((

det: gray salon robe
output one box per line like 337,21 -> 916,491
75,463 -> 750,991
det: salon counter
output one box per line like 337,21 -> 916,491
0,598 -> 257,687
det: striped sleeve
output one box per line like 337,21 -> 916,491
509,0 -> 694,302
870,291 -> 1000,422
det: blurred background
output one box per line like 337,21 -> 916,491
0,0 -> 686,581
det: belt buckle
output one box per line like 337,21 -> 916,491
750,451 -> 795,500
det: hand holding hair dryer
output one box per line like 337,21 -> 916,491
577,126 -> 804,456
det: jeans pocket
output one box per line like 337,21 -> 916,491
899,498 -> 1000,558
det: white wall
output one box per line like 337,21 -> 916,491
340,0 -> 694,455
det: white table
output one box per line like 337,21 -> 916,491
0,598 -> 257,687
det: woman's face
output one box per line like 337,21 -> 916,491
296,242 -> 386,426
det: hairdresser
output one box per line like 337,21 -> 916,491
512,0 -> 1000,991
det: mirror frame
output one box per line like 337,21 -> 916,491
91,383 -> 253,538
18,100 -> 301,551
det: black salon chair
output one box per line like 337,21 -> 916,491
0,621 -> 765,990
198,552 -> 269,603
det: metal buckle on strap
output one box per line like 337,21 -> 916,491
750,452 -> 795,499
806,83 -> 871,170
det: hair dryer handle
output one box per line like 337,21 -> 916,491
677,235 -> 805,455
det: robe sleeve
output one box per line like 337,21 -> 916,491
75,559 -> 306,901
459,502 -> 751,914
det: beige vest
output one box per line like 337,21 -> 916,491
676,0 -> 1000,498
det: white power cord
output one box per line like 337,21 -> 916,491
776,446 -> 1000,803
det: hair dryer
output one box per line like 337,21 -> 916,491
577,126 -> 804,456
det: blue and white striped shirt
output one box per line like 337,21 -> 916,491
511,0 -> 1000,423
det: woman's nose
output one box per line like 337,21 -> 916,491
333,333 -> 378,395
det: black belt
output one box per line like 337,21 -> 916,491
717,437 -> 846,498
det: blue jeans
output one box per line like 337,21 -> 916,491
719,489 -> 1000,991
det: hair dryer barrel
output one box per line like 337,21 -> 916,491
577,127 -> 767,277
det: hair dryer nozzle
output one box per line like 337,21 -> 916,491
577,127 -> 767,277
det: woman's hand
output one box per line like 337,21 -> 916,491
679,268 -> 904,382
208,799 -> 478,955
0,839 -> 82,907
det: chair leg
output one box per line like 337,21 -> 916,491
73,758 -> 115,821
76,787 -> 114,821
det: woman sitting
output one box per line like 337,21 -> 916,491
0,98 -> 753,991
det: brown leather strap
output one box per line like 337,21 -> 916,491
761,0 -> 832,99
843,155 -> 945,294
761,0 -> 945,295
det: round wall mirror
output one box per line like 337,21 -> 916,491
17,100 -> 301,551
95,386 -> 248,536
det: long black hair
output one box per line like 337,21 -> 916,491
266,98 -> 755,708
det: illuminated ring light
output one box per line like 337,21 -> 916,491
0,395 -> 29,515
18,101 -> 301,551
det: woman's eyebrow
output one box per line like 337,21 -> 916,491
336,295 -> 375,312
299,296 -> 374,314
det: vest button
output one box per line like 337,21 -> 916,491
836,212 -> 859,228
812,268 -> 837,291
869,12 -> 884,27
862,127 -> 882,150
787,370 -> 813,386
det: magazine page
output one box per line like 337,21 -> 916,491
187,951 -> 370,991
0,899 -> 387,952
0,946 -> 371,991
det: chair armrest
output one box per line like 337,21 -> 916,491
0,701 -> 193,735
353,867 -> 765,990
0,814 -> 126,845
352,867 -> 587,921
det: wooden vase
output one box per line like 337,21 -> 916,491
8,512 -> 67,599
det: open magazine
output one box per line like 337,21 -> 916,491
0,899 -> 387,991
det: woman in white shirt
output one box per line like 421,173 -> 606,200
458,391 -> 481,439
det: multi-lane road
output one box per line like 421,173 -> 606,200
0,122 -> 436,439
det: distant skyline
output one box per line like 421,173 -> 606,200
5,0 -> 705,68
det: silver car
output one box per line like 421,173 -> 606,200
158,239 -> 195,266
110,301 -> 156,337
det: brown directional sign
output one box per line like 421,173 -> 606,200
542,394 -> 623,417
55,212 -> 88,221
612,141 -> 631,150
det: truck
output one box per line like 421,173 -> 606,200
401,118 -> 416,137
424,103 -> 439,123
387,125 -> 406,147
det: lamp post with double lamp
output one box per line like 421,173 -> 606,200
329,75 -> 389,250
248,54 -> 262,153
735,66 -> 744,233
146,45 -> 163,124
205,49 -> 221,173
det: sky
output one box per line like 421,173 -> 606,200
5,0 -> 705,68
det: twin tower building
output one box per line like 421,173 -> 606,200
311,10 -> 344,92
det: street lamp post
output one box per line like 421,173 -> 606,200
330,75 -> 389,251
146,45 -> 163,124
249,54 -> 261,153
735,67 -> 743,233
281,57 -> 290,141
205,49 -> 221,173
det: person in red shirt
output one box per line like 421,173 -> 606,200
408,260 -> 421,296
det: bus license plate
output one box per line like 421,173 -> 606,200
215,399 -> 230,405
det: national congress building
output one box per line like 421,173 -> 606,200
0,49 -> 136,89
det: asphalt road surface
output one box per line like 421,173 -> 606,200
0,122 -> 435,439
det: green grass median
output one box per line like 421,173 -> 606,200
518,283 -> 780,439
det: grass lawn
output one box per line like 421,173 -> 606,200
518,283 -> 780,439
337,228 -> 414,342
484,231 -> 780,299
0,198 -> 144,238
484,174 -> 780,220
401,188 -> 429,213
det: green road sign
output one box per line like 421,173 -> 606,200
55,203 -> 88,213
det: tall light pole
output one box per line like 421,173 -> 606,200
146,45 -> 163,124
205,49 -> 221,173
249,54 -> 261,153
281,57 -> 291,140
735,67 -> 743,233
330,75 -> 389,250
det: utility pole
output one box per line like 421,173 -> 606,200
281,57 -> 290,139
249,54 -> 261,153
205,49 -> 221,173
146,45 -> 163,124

))

What is being asked
Please make an exact copy of the entries, down to the last character.

Your response
det: gray salon robe
output one box per line like 337,21 -> 916,491
75,463 -> 750,991
det: salon counter
output one box per line like 337,21 -> 916,491
0,598 -> 257,687
det: striped sleeve
output one box per line like 337,21 -> 916,491
509,0 -> 694,302
870,291 -> 1000,422
det: blurred background
output one box per line like 337,21 -> 916,491
0,0 -> 686,581
det: belt buckle
output one box per line like 337,21 -> 916,491
750,451 -> 795,500
det: hand holding hair dryer
output one box per line like 337,21 -> 916,491
577,126 -> 804,456
det: jeans pocket
output one box per line like 337,21 -> 916,491
899,498 -> 1000,558
det: white wall
output one box per line like 337,21 -> 916,491
340,0 -> 694,455
det: white table
output one box per line like 337,21 -> 916,491
0,598 -> 257,687
det: woman's face
output one box per line like 337,21 -> 916,491
296,242 -> 386,426
det: hairdresser
output one box per line like 337,21 -> 916,491
512,0 -> 1000,991
det: mirror frame
output one box per line like 337,21 -> 916,491
91,383 -> 253,538
18,100 -> 301,551
det: black salon chair
output one box per line like 337,21 -> 916,491
0,621 -> 765,990
198,552 -> 269,603
det: metal buckle on strap
output one box per line like 337,21 -> 916,491
750,452 -> 795,499
806,83 -> 871,170
det: hair dryer handle
output one box per line like 337,21 -> 916,491
677,235 -> 805,455
det: robe sleeve
output one box per line like 337,21 -> 916,491
75,559 -> 306,901
459,502 -> 751,914
det: beige vest
output one box per line like 337,21 -> 916,491
676,0 -> 1000,498
det: white power cord
output one box per line like 337,21 -> 916,491
776,446 -> 1000,803
det: hair dryer
output one box per line like 337,21 -> 916,491
577,126 -> 804,456
det: blue and white striped shirt
output one box per line like 337,21 -> 916,491
511,0 -> 1000,423
det: woman's nose
output one box per line like 337,21 -> 916,491
333,333 -> 378,395
det: black belt
output one box per line like 337,21 -> 916,491
717,437 -> 846,498
det: blue jeans
output one box per line like 337,21 -> 916,491
719,489 -> 1000,991
det: hair dryer barrel
output one box per line like 337,21 -> 916,491
577,127 -> 767,277
det: hair dryer nozzle
output one box per line like 337,21 -> 916,491
577,127 -> 767,277
det: woman's hand
output one box per line like 337,21 -> 916,491
679,268 -> 904,382
208,799 -> 478,955
0,839 -> 82,907
det: chair leg
output one box per line like 337,21 -> 916,491
73,758 -> 115,821
76,787 -> 114,821
det: woman sitting
output one box per line like 337,21 -> 916,491
0,98 -> 753,991
det: brown leather strap
output one box per line like 337,21 -> 916,491
761,0 -> 832,99
843,155 -> 945,294
761,0 -> 945,295
det: round wall mirror
output one box per line like 337,21 -> 916,491
17,100 -> 301,551
95,386 -> 248,536
det: long black hair
output one box per line like 337,21 -> 916,491
266,98 -> 755,708
det: illuminated ring light
output one box per line like 337,21 -> 916,491
0,395 -> 29,515
18,101 -> 301,551
det: woman's eyebrow
output one box per line like 337,21 -> 916,491
336,295 -> 375,312
299,296 -> 374,314
det: vest button
output one box per line like 337,21 -> 916,491
836,212 -> 859,228
812,268 -> 837,291
869,12 -> 884,27
862,127 -> 882,150
787,370 -> 813,386
det: magazine page
output one box per line like 337,21 -> 916,491
187,951 -> 370,991
0,899 -> 387,952
0,946 -> 371,991
det: chair armrest
output one box per line like 337,21 -> 916,491
0,701 -> 193,735
353,867 -> 765,990
0,814 -> 126,845
352,867 -> 587,921
det: wooden vase
output one box per line like 337,21 -> 916,491
8,512 -> 67,599
det: open magazine
output one box per line like 337,21 -> 916,491
0,899 -> 387,991
det: woman in white shirt
output one box per line like 421,173 -> 606,200
458,391 -> 481,439
det: multi-lane road
output one box per line like 421,173 -> 606,200
0,122 -> 436,439
det: distant skyline
output one box per line like 421,173 -> 606,200
5,0 -> 705,68
det: silver car
output one box per line like 421,173 -> 606,200
158,239 -> 195,266
110,301 -> 156,337
det: brown directional sign
output one box per line like 421,173 -> 606,200
542,394 -> 623,417
55,212 -> 88,221
612,141 -> 631,150
det: truck
output one box per line like 421,173 -> 606,200
401,118 -> 416,137
424,103 -> 439,123
387,125 -> 406,147
det: lamp post with double lamp
output one box per line like 421,173 -> 606,200
329,75 -> 389,250
248,54 -> 262,153
735,66 -> 744,233
146,45 -> 163,124
205,49 -> 221,173
det: sky
output one box per line like 421,173 -> 606,200
5,0 -> 705,68
det: twin tower building
output one box per line like 421,173 -> 606,200
311,10 -> 344,92
det: street lamp post
output one box per line like 421,173 -> 606,200
330,75 -> 389,251
146,45 -> 163,124
249,54 -> 261,153
735,67 -> 743,233
281,57 -> 290,141
205,49 -> 221,173
det: person in red shirt
output one box per line like 421,173 -> 606,200
408,260 -> 421,296
det: bus license plate
output one box per line like 421,173 -> 606,200
215,399 -> 230,405
det: national congress building
output one box per line like 421,173 -> 606,200
0,49 -> 136,89
det: asphalt road surface
output one box per line like 421,173 -> 606,200
0,122 -> 435,439
det: green grass median
output one box per line like 421,173 -> 606,200
518,283 -> 780,439
det: grass lawn
output one box per line like 421,173 -> 606,200
518,283 -> 780,439
337,228 -> 414,342
484,231 -> 780,299
0,198 -> 144,238
484,174 -> 780,220
401,188 -> 429,213
det: green road sign
output one box per line like 421,173 -> 606,200
55,203 -> 88,213
det: tall light pole
output one box per line like 421,173 -> 606,200
146,45 -> 163,124
205,49 -> 221,173
249,54 -> 261,153
281,57 -> 291,140
735,67 -> 743,233
330,75 -> 389,250
det: utility pole
output one box per line like 421,173 -> 606,200
281,57 -> 290,139
249,54 -> 261,153
205,49 -> 221,173
146,45 -> 163,124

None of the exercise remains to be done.